- DIRECTIONS
Find and copy each line of the data that includes "above".

[Recorded data]
══════

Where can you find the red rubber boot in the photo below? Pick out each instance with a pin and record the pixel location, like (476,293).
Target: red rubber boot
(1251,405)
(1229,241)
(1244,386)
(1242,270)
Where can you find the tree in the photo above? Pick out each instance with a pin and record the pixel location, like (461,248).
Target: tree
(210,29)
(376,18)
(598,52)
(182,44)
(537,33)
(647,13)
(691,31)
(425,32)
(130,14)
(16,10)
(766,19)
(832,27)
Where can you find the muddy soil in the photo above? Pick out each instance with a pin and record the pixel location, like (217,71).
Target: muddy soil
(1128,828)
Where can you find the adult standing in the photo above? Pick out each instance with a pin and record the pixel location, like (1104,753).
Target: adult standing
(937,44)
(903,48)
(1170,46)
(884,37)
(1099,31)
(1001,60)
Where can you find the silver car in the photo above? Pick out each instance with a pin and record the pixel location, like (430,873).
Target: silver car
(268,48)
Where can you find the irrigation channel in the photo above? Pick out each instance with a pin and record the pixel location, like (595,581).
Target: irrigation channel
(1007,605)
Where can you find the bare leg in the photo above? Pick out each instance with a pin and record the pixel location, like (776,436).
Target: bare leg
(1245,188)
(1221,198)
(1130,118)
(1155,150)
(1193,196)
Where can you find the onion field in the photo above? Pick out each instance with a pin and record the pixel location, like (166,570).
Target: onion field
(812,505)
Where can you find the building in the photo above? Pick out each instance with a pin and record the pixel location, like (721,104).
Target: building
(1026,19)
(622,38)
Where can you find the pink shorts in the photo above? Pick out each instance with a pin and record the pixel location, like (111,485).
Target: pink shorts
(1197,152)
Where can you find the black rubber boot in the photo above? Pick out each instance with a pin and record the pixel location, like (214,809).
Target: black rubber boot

══════

- TASK OUTPUT
Where can you find the tree in the photo above? Pick out each instance with a pin and record the pixel location, like (461,248).
Where can you find the muddy soil in the photo above? Pick out each instance with a pin and record the pixel location, like (217,71).
Where can you find the adult standing in the photo above? Pick out each instance with a pin and record the pixel location, like (1104,753).
Where can you find the silver car in the photo above? Pick out each instance with a pin and record the pixel location, like (430,873).
Where can you find the irrigation channel in the photo above? Pick out each instance with a pin and record the pixel location, like (595,581).
Where can you find the bare leg in the photo above? Pick out each instance with a pin and record the pixel location, like (776,436).
Where can you find the onion field in the photo above? Pick out each instance with a pin and record the pixel location, like (166,570).
Where can you find the building in the photo above? Pick out each instance with a pin and record the pixel location, like (721,104).
Where can you find the pink shorts in the photo above? Pick out each instance with a pin and record the pixel location, like (111,485).
Where can you find the black rubber boot in the photo above? Pick out each instance with a pin and record the pixel location, like (214,809).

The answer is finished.